## The request
Reproduce the listing below, replacing every "noun phrase" with "search term" and leaving everything else unchanged.
++++
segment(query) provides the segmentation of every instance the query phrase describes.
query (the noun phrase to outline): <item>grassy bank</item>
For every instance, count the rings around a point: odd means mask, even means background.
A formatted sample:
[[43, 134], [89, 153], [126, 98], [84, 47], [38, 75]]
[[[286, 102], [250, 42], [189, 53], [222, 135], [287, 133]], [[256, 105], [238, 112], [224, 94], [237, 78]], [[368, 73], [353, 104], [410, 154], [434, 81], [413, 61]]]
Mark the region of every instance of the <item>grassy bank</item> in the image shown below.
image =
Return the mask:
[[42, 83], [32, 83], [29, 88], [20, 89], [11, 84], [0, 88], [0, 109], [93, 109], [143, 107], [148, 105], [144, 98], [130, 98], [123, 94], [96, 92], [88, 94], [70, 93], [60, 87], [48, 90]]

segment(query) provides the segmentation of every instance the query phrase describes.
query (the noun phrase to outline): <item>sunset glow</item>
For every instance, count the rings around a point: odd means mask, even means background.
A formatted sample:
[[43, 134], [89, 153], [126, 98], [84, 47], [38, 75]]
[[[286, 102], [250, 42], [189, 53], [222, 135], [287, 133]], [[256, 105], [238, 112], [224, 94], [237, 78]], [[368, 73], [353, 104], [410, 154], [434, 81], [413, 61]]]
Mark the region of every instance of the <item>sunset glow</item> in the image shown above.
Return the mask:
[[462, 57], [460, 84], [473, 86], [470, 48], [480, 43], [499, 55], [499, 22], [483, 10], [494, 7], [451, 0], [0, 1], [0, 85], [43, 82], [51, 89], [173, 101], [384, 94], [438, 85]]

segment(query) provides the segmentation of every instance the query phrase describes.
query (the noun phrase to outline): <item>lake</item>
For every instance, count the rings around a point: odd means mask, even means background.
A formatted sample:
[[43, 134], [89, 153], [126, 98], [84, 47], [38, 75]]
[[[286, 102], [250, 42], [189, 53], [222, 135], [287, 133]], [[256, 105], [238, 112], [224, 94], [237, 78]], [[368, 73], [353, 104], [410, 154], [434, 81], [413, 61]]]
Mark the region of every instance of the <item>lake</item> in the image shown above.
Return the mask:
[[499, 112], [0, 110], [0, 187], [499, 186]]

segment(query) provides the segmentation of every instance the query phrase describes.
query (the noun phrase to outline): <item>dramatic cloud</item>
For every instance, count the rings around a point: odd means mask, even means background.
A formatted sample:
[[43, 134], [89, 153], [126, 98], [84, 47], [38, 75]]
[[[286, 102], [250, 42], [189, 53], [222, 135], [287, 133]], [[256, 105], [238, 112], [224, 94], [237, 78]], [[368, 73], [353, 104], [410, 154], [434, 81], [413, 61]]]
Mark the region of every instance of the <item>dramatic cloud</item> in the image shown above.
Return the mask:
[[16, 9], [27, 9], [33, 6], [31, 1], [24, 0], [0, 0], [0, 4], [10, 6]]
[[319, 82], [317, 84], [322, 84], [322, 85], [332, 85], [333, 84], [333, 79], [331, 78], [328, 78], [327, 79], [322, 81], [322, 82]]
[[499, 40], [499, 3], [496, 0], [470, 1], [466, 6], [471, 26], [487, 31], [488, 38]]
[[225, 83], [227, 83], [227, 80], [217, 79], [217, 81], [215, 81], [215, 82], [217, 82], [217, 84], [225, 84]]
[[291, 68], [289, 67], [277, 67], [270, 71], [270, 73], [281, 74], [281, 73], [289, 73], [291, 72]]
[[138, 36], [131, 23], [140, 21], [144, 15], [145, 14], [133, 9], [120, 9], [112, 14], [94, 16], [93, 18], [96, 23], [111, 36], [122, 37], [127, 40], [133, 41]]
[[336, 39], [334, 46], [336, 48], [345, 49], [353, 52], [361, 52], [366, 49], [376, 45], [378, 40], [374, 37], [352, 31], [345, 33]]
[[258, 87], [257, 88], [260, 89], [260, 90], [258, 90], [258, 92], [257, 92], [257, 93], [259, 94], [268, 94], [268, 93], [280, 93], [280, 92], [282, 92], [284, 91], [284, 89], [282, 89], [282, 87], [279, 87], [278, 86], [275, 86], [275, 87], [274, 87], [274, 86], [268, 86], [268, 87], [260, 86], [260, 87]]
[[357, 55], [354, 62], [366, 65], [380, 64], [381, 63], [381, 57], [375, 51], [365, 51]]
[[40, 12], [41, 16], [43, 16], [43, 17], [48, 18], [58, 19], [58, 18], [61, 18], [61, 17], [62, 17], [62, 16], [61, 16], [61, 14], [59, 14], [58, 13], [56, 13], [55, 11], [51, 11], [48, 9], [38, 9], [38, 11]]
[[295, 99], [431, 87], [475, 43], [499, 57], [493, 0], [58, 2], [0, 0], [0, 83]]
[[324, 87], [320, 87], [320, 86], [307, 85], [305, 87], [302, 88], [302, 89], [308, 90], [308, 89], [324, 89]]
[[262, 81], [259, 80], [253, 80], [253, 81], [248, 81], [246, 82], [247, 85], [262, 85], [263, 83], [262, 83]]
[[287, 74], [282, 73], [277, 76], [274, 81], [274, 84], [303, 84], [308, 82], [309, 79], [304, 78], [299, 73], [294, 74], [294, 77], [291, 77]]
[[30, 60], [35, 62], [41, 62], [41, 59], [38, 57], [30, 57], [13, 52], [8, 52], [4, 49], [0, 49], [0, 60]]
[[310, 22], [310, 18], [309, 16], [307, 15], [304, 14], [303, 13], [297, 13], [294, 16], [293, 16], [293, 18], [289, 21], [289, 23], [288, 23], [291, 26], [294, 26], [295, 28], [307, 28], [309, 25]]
++++
## Output of the exercise
segment(query) provides the segmentation of every instance the query phrase describes.
query (the search term to outline): <item>grassy bank</item>
For every instance, count the rings around a point: odd means mask, even means background.
A formatted sample:
[[43, 134], [89, 153], [126, 98], [84, 47], [38, 75]]
[[[286, 102], [250, 42], [189, 53], [222, 135], [287, 133]], [[256, 105], [238, 112], [224, 94], [237, 78]], [[368, 73], [353, 104], [410, 154], [434, 81], [413, 61]]]
Mark the region of every instance of the <item>grassy bank</item> in the image shown below.
image =
Return the mask:
[[42, 83], [32, 83], [29, 88], [20, 89], [11, 84], [0, 88], [0, 109], [93, 109], [143, 107], [148, 105], [144, 98], [130, 98], [123, 94], [96, 92], [88, 94], [70, 93], [60, 87], [48, 90]]

segment(query) provides the segmentation of every instance the query phrase describes.
query (the search term to outline): <item>sunset glow</item>
For every instance, count the rings around a point: odd means mask, even means background.
A formatted sample:
[[43, 134], [89, 153], [126, 98], [84, 47], [38, 75]]
[[[286, 102], [250, 42], [189, 53], [222, 135], [287, 133]], [[256, 105], [238, 112], [224, 94], [237, 78]], [[368, 73], [353, 104], [410, 154], [434, 81], [413, 61]]]
Mark the region of every instance of the <item>sunset glow</item> in the image shown above.
Return the mask:
[[462, 57], [460, 84], [473, 86], [470, 48], [480, 43], [499, 55], [499, 22], [483, 10], [494, 7], [451, 0], [0, 1], [0, 85], [43, 82], [51, 89], [173, 101], [384, 94], [438, 85]]

segment(query) provides the segmentation of every instance the query phrase describes.
query (the search term to outline): <item>lake</item>
For every instance, count the rings around a point: odd means mask, even means background.
A formatted sample:
[[43, 134], [89, 153], [126, 98], [84, 47], [38, 75]]
[[[286, 102], [250, 42], [189, 53], [222, 135], [287, 133]], [[256, 105], [238, 112], [224, 94], [237, 78]], [[368, 73], [353, 104], [410, 154], [434, 81], [413, 61]]]
Mark the region of every instance of the <item>lake</item> in the image shown above.
Return the mask:
[[499, 112], [0, 110], [0, 187], [499, 186]]

segment(query) provides the segmentation of every instance the query phrase describes.
query (the search term to outline): <item>dramatic cloud</item>
For every instance, count the rings around a point: odd means mask, even means background.
A formatted sample:
[[43, 134], [89, 153], [126, 98], [84, 47], [38, 75]]
[[[286, 102], [250, 42], [189, 53], [222, 135], [287, 133]], [[256, 105], [238, 112], [224, 94], [237, 78]], [[368, 73], [353, 104], [410, 154], [434, 81], [413, 61]]]
Mark the region of every instance of the <item>dramatic cloud</item> in the image shown above.
Return the mask:
[[16, 9], [27, 9], [33, 6], [31, 1], [24, 0], [0, 0], [0, 4], [10, 6]]
[[319, 82], [317, 84], [322, 84], [322, 85], [332, 85], [333, 84], [333, 79], [331, 78], [328, 78], [327, 79], [322, 81], [322, 82]]
[[499, 40], [499, 3], [496, 0], [470, 1], [466, 6], [471, 26], [487, 31], [488, 38]]
[[225, 83], [227, 83], [227, 80], [217, 79], [217, 81], [215, 81], [215, 82], [217, 82], [217, 84], [225, 84]]
[[291, 68], [289, 67], [277, 67], [270, 71], [270, 73], [281, 74], [281, 73], [289, 73], [291, 72]]
[[138, 36], [131, 23], [140, 21], [144, 15], [145, 14], [133, 9], [120, 9], [112, 14], [94, 16], [93, 18], [96, 23], [111, 36], [122, 37], [127, 40], [133, 41]]
[[336, 39], [334, 46], [336, 48], [345, 49], [353, 52], [361, 52], [366, 49], [376, 45], [378, 40], [374, 37], [352, 31], [345, 33]]
[[258, 87], [257, 88], [260, 89], [260, 90], [258, 90], [258, 92], [257, 92], [257, 93], [259, 94], [268, 94], [268, 93], [280, 93], [280, 92], [282, 92], [284, 91], [284, 89], [282, 89], [282, 87], [279, 87], [278, 86], [275, 86], [275, 87], [274, 87], [274, 86], [268, 86], [268, 87], [260, 86], [260, 87]]
[[357, 55], [354, 62], [366, 65], [380, 64], [381, 63], [381, 57], [375, 51], [365, 51]]
[[40, 12], [41, 16], [43, 16], [43, 17], [48, 18], [58, 19], [58, 18], [61, 18], [61, 17], [62, 17], [62, 16], [61, 16], [61, 14], [59, 14], [58, 13], [56, 13], [55, 11], [51, 11], [48, 9], [38, 9], [38, 11]]
[[295, 99], [431, 87], [475, 43], [499, 57], [493, 0], [58, 2], [0, 0], [0, 83]]
[[324, 87], [320, 87], [320, 86], [307, 85], [305, 87], [302, 88], [302, 89], [308, 90], [308, 89], [324, 89]]
[[262, 81], [259, 80], [253, 80], [253, 81], [248, 81], [246, 82], [247, 85], [262, 85], [263, 83], [262, 83]]
[[287, 74], [282, 73], [277, 76], [274, 81], [274, 84], [303, 84], [308, 82], [309, 79], [304, 78], [299, 73], [294, 74], [294, 77], [291, 77]]
[[30, 60], [35, 62], [41, 62], [41, 59], [38, 57], [30, 57], [13, 52], [8, 52], [4, 49], [0, 49], [0, 60]]
[[310, 22], [310, 18], [309, 16], [307, 15], [304, 14], [303, 13], [297, 13], [294, 16], [293, 16], [293, 18], [289, 21], [289, 23], [288, 23], [291, 26], [294, 26], [295, 28], [307, 28], [309, 25]]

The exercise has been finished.